Task instructions:
• A. Quote the passage on LCI converters word for word, between "To minimize the" and "train mechanical excitations.", inclusive.
• B. List every piece of wording that the passage on LCI converters encloses in parentheses.

Quoted text:
· · · · ·
To provide "ride through" capabilities — a standard feature for an LCI converter with synchronous motor VFD — a secure uninterruptible power supply should back up the power to the control system. The arrangement and layout of the converter system should prevent a domino effect (i.e., the loss of one part shouldn't disturb other parts as far as practical).

Like any nonlinear system, a frequency converter produces harmonic currents. Therefore, conducting a harmonic study (and usually providing a harmonic filter package) makes sense. The analysis should look at the complete electrical network (including variable frequency drive) over the entire frequency spectrum, calculating the voltage total harmonic distortion (THD) under all system operating and upset conditions. Usually, a network short circuit when the system is under no-load (or the minimum load) conditions constitutes the worst case.

A harmonic filter is connected to the network or to a third secondary winding of the system transformer. The choice mainly hinges on cost and usually depends on the network voltage level. For 33 kV and below, the connection most often is on the network. For 110 kV and above, a third secondary winding generally is selected. In between, the decision must be made on a case-by-case basis. (The design and manufacturing of large power transformers with three secondary windings is a difficult technical challenge; only a limited number of manufacturers are capable of implementing such designs.)

To minimize the harmonics effect (particularly on the electrical network), large LCI systems usually have 12-pulse topology. Even if an LCI system has multiple pulse rectifier configurations to reduce the harmonic current level emission, the reactive power consumption of the LCI rectifier may require use of a power-factor compensation system (usually a capacitor harmonic filter). In LCI-type converters, the harmonic excitation generates a constant nominal flux in the motor air gap, which could result in train mechanical excitations.
· · · · ·
Listed records:
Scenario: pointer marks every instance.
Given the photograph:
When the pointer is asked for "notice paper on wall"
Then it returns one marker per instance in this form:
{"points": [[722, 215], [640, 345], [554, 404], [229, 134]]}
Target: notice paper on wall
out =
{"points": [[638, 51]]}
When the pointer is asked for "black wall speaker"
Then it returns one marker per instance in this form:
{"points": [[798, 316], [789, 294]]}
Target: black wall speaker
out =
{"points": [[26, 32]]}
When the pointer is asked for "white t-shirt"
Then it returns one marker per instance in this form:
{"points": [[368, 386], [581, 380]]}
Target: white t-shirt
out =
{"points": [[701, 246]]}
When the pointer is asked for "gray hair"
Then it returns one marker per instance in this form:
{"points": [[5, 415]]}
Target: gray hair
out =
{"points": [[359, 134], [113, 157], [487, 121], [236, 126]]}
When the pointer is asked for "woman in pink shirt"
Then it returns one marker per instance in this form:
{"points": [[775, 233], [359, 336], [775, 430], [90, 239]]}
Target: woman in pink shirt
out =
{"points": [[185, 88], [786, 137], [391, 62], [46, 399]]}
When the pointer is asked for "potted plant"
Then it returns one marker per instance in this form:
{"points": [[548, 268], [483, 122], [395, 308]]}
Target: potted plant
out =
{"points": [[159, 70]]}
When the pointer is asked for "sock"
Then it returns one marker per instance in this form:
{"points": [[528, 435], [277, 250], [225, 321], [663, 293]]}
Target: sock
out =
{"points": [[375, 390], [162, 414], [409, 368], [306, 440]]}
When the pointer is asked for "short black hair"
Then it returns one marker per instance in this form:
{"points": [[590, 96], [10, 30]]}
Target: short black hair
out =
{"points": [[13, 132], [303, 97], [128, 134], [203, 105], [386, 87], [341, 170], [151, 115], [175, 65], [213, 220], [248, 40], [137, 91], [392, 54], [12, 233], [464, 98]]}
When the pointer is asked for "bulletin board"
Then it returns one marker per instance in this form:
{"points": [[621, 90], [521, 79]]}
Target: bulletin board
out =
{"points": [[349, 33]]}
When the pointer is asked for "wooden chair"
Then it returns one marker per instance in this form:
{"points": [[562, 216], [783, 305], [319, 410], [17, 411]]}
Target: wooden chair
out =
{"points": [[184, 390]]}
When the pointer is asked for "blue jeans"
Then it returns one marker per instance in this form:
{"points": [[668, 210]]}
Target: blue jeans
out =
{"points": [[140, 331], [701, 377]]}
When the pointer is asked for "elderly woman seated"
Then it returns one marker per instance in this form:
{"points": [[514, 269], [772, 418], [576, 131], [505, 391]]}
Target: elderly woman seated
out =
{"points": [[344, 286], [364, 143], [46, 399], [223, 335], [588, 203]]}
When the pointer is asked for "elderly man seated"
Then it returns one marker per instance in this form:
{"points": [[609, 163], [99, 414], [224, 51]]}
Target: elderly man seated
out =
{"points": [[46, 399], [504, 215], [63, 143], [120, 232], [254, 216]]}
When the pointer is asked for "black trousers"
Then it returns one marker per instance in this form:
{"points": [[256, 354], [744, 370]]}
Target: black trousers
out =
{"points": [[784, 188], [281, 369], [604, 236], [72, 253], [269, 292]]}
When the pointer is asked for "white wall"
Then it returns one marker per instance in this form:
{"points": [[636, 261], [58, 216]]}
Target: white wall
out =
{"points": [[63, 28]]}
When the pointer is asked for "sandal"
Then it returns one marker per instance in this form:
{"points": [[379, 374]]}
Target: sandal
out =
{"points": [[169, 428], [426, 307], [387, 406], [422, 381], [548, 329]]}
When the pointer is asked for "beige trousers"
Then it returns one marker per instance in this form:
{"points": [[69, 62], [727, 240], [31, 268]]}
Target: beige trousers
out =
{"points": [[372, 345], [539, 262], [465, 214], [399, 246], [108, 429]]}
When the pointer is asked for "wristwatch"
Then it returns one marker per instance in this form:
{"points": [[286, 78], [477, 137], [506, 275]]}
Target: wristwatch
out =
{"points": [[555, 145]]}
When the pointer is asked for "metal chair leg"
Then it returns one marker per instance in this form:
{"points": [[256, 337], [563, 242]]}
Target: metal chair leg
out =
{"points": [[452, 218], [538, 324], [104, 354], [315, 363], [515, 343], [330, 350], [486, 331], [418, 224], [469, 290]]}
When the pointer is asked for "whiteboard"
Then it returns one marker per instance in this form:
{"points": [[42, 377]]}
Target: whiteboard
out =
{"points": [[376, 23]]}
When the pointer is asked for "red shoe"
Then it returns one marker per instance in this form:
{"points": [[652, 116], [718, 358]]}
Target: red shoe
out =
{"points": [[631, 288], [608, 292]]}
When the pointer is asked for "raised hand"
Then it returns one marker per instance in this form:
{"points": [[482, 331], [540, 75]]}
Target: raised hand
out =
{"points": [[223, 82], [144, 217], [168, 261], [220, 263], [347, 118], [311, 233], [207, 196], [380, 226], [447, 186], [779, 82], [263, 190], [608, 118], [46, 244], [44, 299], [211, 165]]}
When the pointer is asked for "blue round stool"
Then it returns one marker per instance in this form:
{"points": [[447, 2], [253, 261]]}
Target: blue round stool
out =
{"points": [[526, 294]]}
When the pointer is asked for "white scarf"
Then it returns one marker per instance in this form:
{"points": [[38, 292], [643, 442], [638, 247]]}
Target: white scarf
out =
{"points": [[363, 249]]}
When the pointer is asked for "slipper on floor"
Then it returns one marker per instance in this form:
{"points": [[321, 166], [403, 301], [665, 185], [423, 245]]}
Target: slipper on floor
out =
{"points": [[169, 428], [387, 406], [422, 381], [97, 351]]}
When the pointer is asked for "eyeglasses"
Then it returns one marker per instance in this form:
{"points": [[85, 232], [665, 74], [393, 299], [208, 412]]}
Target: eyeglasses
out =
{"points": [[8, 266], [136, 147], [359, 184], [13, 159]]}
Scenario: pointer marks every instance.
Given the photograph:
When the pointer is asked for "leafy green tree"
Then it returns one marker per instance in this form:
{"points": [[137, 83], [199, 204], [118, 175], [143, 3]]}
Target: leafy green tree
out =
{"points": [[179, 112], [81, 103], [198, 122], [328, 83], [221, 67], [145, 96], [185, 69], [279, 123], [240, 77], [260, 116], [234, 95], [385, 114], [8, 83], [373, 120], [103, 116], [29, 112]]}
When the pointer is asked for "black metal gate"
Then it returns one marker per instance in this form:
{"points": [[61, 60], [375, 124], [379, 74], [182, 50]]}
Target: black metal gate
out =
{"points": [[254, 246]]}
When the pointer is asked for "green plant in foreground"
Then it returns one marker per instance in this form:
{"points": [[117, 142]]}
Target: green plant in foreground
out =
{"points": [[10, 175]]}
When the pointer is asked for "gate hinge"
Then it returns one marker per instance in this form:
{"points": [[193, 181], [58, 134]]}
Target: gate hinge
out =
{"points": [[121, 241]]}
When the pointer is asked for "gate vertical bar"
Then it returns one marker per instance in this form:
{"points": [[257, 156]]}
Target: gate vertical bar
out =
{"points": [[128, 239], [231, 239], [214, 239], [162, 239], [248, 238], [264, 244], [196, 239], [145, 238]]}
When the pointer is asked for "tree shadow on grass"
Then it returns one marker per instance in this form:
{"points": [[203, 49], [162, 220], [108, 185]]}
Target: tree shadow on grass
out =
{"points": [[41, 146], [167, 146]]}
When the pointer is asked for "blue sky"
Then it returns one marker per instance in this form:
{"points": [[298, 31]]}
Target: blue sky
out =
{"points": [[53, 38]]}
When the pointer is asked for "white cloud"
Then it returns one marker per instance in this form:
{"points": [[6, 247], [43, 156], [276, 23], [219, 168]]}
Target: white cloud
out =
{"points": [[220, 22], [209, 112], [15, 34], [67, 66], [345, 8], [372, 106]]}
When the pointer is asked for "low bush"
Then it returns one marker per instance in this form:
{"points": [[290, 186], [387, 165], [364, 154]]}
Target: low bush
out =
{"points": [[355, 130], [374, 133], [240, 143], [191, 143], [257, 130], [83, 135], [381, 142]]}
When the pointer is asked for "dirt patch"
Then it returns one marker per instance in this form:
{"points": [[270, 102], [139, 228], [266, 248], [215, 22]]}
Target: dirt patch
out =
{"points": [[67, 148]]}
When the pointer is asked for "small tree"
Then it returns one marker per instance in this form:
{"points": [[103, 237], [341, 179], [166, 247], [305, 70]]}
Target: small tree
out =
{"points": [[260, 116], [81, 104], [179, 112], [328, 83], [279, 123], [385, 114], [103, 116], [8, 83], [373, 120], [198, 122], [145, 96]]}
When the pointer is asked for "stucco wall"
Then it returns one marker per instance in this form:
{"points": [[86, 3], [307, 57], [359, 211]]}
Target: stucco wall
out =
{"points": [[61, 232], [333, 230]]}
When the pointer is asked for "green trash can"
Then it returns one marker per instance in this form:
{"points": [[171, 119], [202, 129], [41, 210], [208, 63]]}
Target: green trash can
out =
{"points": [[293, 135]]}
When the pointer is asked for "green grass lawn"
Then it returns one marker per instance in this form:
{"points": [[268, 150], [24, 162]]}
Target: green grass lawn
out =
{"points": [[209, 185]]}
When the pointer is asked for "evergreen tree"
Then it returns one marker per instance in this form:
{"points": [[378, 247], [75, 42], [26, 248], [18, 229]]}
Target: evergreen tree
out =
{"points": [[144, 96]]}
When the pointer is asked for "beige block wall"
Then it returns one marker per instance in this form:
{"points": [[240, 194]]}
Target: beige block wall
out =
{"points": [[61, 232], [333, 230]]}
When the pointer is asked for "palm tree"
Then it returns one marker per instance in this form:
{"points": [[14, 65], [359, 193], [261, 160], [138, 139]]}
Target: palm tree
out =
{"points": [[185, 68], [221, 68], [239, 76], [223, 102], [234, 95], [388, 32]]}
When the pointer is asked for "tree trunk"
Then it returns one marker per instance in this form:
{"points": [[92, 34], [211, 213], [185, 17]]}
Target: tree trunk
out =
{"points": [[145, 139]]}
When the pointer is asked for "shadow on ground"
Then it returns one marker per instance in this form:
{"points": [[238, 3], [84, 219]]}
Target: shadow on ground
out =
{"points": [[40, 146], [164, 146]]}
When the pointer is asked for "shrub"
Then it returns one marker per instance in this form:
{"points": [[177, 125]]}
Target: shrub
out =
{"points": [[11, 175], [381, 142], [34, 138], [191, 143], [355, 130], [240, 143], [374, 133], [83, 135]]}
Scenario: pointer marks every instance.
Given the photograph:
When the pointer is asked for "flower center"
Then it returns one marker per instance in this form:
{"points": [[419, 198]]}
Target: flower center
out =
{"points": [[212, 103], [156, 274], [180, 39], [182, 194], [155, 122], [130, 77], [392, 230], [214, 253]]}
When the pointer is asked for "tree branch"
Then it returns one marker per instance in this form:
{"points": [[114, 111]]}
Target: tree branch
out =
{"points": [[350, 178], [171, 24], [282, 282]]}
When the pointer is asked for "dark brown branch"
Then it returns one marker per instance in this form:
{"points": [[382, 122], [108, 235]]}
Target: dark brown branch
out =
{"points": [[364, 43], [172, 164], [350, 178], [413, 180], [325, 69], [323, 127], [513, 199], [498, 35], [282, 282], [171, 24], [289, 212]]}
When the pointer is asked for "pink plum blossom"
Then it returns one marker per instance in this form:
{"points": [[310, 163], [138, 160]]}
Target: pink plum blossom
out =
· · · · ·
Task-by-task outputs:
• A.
To minimize the harmonics effect (particularly on the electrical network), large LCI systems usually have 12-pulse topology. Even if an LCI system has multiple pulse rectifier configurations to reduce the harmonic current level emission, the reactive power consumption of the LCI rectifier may require use of a power-factor compensation system (usually a capacitor harmonic filter). In LCI-type converters, the harmonic excitation generates a constant nominal flux in the motor air gap, which could result in train mechanical excitations.

• B.
- i.e., the loss of one part shouldn't disturb other parts as far as practical
- and usually providing a harmonic filter package
- including variable frequency drive
- THD
- or the minimum load
- The design and manufacturing of large power transformers with three secondary windings is a difficult technical challenge; only a limited number of manufacturers are capable of implementing such designs.
- particularly on the electrical network
- usually a capacitor harmonic filter